_WORK ORDER_: All records, exactly as written, minus the pictures: copy them out.
━━━━━ DATA TO EXAMINE ━━━━━
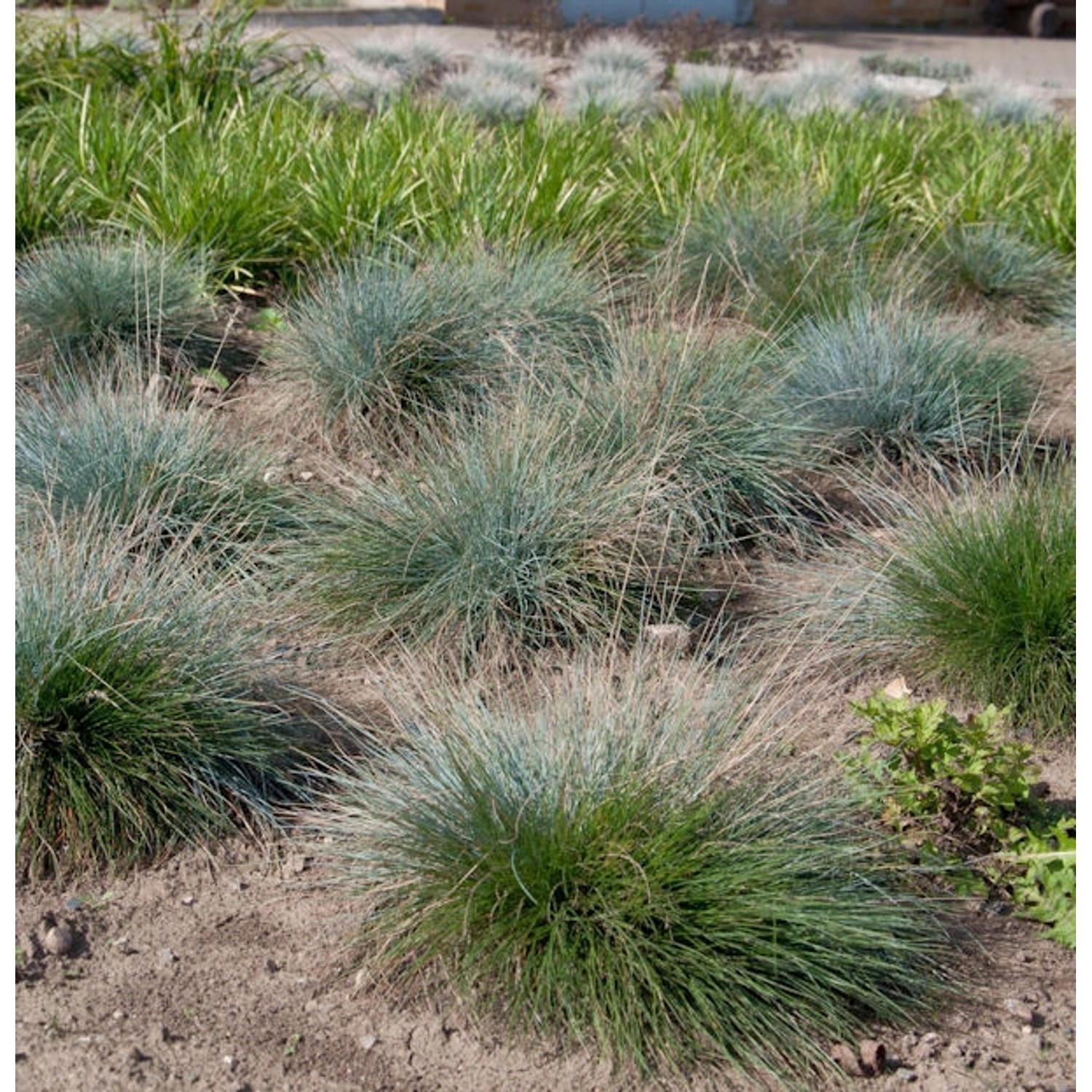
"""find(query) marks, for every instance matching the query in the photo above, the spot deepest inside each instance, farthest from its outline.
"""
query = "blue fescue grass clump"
(617, 76)
(380, 332)
(985, 591)
(709, 410)
(973, 589)
(622, 94)
(995, 266)
(491, 98)
(114, 446)
(997, 103)
(81, 298)
(139, 721)
(906, 384)
(775, 258)
(500, 535)
(627, 862)
(417, 63)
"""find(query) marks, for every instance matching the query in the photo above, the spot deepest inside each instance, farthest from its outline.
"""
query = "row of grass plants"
(569, 349)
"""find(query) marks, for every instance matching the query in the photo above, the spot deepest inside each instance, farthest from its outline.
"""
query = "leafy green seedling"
(963, 797)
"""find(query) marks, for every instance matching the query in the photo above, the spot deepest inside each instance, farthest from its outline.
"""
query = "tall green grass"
(627, 860)
(140, 718)
(272, 181)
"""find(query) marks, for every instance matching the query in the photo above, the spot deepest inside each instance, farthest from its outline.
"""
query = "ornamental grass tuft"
(381, 333)
(81, 298)
(626, 860)
(143, 716)
(906, 384)
(709, 408)
(994, 266)
(114, 447)
(976, 591)
(772, 260)
(502, 535)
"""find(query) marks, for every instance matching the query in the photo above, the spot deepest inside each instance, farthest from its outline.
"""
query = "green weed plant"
(965, 799)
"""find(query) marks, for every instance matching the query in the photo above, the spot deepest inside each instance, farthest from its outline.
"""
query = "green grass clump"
(139, 722)
(499, 537)
(115, 448)
(903, 384)
(991, 264)
(389, 333)
(80, 298)
(987, 593)
(627, 866)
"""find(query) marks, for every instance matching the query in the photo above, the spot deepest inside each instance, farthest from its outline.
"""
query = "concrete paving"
(1021, 61)
(1037, 63)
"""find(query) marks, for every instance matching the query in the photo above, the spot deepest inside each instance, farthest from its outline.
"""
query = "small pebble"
(58, 939)
(1020, 1009)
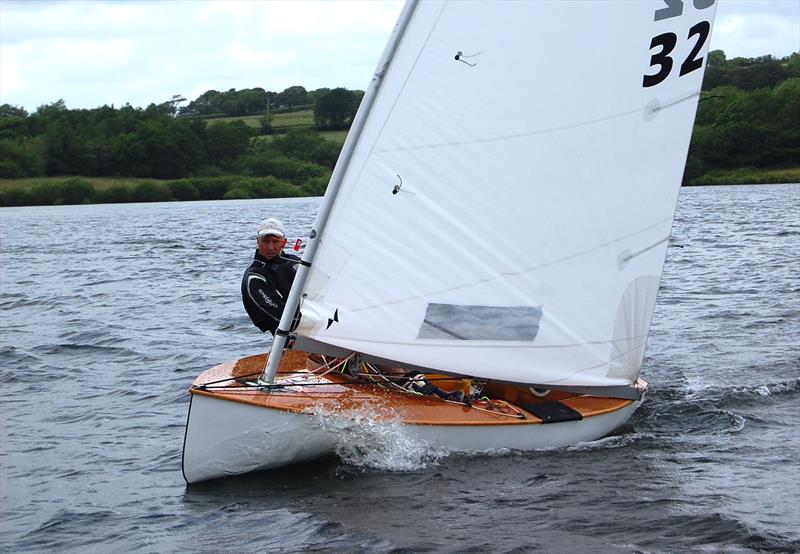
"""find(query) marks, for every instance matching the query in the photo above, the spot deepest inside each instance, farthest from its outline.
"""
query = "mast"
(282, 333)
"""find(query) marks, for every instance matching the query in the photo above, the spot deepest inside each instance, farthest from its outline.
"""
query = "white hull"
(225, 438)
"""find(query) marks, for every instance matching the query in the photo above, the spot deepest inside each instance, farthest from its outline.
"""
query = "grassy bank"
(50, 191)
(748, 176)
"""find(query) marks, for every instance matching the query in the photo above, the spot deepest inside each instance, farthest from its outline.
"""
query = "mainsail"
(506, 210)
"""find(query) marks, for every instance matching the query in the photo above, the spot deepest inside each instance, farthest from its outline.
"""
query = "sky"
(92, 53)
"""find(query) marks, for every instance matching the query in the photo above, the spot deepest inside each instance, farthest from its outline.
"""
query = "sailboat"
(483, 269)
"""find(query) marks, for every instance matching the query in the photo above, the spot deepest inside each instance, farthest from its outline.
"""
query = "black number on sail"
(675, 8)
(692, 62)
(667, 42)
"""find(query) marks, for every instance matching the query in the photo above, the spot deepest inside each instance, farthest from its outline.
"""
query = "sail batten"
(507, 208)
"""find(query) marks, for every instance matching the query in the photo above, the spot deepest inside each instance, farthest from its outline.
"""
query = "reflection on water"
(109, 312)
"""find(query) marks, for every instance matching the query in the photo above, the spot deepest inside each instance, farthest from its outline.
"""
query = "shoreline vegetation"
(253, 143)
(70, 190)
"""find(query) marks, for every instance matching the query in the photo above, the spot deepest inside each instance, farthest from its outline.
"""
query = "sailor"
(417, 382)
(266, 283)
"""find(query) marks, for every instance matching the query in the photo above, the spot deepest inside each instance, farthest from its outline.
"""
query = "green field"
(283, 122)
(748, 176)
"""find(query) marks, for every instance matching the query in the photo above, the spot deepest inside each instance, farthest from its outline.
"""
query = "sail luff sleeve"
(342, 164)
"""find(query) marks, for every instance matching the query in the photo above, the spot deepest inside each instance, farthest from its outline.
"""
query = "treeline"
(746, 119)
(746, 122)
(256, 101)
(78, 190)
(158, 142)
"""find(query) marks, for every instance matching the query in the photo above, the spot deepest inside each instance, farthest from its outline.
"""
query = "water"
(108, 313)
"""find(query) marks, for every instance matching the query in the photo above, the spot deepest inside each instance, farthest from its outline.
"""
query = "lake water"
(109, 311)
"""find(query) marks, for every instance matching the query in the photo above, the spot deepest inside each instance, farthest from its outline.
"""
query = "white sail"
(508, 205)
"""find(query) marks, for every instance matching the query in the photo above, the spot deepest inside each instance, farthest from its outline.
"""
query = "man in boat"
(266, 283)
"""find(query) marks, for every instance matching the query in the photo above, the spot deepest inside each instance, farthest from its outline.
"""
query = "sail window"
(493, 323)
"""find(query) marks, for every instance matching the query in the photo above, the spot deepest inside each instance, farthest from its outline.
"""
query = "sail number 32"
(666, 42)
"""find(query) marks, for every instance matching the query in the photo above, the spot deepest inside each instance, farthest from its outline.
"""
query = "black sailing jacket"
(265, 287)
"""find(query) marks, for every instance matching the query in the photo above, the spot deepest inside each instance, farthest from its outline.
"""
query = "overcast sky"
(142, 52)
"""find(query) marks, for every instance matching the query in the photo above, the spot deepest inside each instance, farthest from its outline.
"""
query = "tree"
(334, 109)
(294, 96)
(227, 141)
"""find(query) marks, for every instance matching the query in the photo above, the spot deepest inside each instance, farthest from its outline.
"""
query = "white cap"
(271, 226)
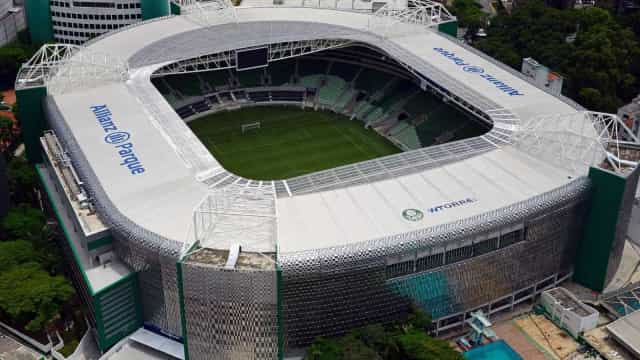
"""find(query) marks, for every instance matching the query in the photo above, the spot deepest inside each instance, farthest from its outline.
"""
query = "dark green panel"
━━━━━
_RESULT_:
"""find(query) marks, for every instance matching the query in the photo above, the spot deepest inside each instance, farthest from its outline.
"""
query = "blue fescue grass clump"
(617, 76)
(380, 332)
(985, 591)
(709, 410)
(973, 589)
(622, 94)
(995, 266)
(491, 98)
(114, 446)
(997, 103)
(81, 298)
(139, 721)
(906, 384)
(775, 258)
(500, 535)
(627, 862)
(417, 63)
"""find(query) marks, for every instance matching the query in the photo above, the spot deepest inside each instance, farthest from its outline.
"""
query = "row of grass plants"
(569, 349)
"""find(query) marks, for every instance matching the query in the photo above, the spot deepest inside each instance, farthest from its outline.
"""
query = "leafy green seedling"
(963, 797)
"""find(query) marks, for every instance matching the query in the photo above, the spot deepest inside each instance, farthest from its outline.
"""
query = "tall green grass"
(627, 860)
(140, 718)
(272, 181)
"""find(query) marks, for every instance matching the query in the photo above, the spot deepest inside each instance, farthest from its outline.
"""
query = "ornamental grass tuft"
(381, 333)
(81, 298)
(626, 860)
(143, 716)
(906, 384)
(709, 408)
(994, 266)
(114, 447)
(976, 591)
(772, 260)
(502, 535)
"""find(query) marks, for every instance matching the query in the photo above, the spot deepest inside each instance, farthest from its outline.
"""
query = "green weed plant"
(965, 799)
"""find(query) marks, for every instance matching the query in the photo above, the spot deepest inside each instance, farthest from its outline.
"""
query = "green grass clump"
(139, 722)
(499, 537)
(115, 448)
(903, 384)
(991, 264)
(389, 333)
(80, 298)
(987, 593)
(627, 866)
"""find(query) marks, for every instance matching the query in the photo above, the spot deepest inside each instance, farthest from its outline.
"""
query = "concrete paving"
(1021, 61)
(1037, 63)
"""find(query) marks, for every instance matching the query in the photo above, the spot deepest inside each instance, farthest from its outline.
"""
query = "small pebble"
(58, 939)
(1020, 1009)
"""find(query) marks, for every instance matching the query in the photo above, the spot deepest inside each instance, farthest from its outline.
"""
query = "mast"
(282, 333)
"""find(query) marks, for every instance matching the query in the photo above, the spot deepest inside each instance, farthest from its outline.
"""
query = "white hull"
(225, 438)
"""find(query) marks, for every instance matching the query in the photo above, the spot deepest inside each instance, farthest from its outline.
"""
query = "grassy bank"
(50, 191)
(748, 176)
"""find(query) marks, for every instance matching the query in the photo above, the spot deepest inside each instance, farthest from its outline.
"""
query = "mainsail"
(506, 210)
"""find(query) marks, for every instance matching the query in the photo above, the spot deepest inside each instance, farthest from its outline.
"""
query = "sky"
(92, 53)
"""find(query) marks, for every instance matching the query in the photo above, the spot deepest inside each instance, farthest from its outline.
"""
query = "sailboat"
(483, 269)
"""find(query) marks, for every instance matching the query in the photo above, the spot deepest inside each instance, farthest from its outline.
"""
query = "black number on sail"
(675, 8)
(692, 62)
(667, 42)
"""find(query) marks, for every instance matching the query in the photo above, the spot deepest inside each instance, farthest from its outline.
"""
query = "sail batten"
(507, 208)
"""find(query) marks, for every instance matching the query in the photo above, the spot deepest inside each instance, farthest from its outline.
"""
query = "reflection on water"
(109, 312)
"""find(query) marks, for every instance matching the query in the photo above, the spot deepest inside each instance, farthest from its outline.
"""
query = "shoreline vegetation"
(253, 143)
(70, 190)
"""find(query) marks, for every instance matching the query in the photo above, the spot deepest inside each instance, farthest from its outline.
"""
query = "sailor"
(417, 382)
(266, 283)
"""find(query) marks, for every instance matching the query in the photo above, the spot deepest inside each instance, farthest from its outline.
"""
query = "green field"
(283, 122)
(748, 176)
"""find(query) marks, for every instance matching the query in the photo above, the spot deepest inside each instance, farthest from its outline.
"""
query = "sail luff sleeve"
(342, 164)
"""find(query) marks, for every instance matching the query in the photo above, the spot deepest inside each instance, farthest from its outline.
"""
query = "treeline"
(746, 119)
(746, 122)
(256, 101)
(78, 190)
(158, 142)
"""find(query) marks, for every instance matching the query in the photo above, the spot deepest inside each instance, farthest from its outline.
"""
query = "water"
(108, 313)
"""find(query) marks, for every instance matching the query in the photo above, the spot deepest inside each instance, farthest from its outline.
"""
query = "lake water"
(109, 311)
"""find(query) marks, for every instance matching the query in the photo above, the spot deepest inside each instance, farthest from its outline.
"""
query = "white sail"
(508, 205)
"""find(query) marks, for every instance matching the query in the photo above, the spot deepest inside each instance, farthest from its outline.
"""
query = "man in boat"
(266, 283)
"""find(query) marks, for every instance matching the query in the photo above, the spot deepest inside each instance, farthest from its outline.
"""
query = "sail window"
(493, 323)
"""find(query) marks, for every instance matching the query in the photo above, the spot deepest inside each instance, farthest from its outline.
"""
query = "sail number 32"
(666, 42)
"""find(query) marks, for every instance matching the query in the photo above, the spot deepest inside each instance, farthest from its outline.
"""
query = "black sailing jacket"
(265, 287)
"""find(query) marks, for every instance matching the query in the photo above, the spot deepest inside each instance, farthest from its outline.
"""
query = "overcast sky"
(142, 52)
"""find(query) marks, for every instance matching the query in the photo above, the spot deepest inside each instance, farthest from its outline.
"""
query = "tree"
(334, 109)
(294, 96)
(227, 141)
"""find(query) marks, for every instance matching the query in the photo above, the spot deepest inside each instance, farthest from its outline.
"""
query = "white cap"
(271, 226)
"""find(query) marks, for every instance matching the query in the photo above, the spot deepest inside each instance, farthest from its outline.
"""
query = "dark green panel"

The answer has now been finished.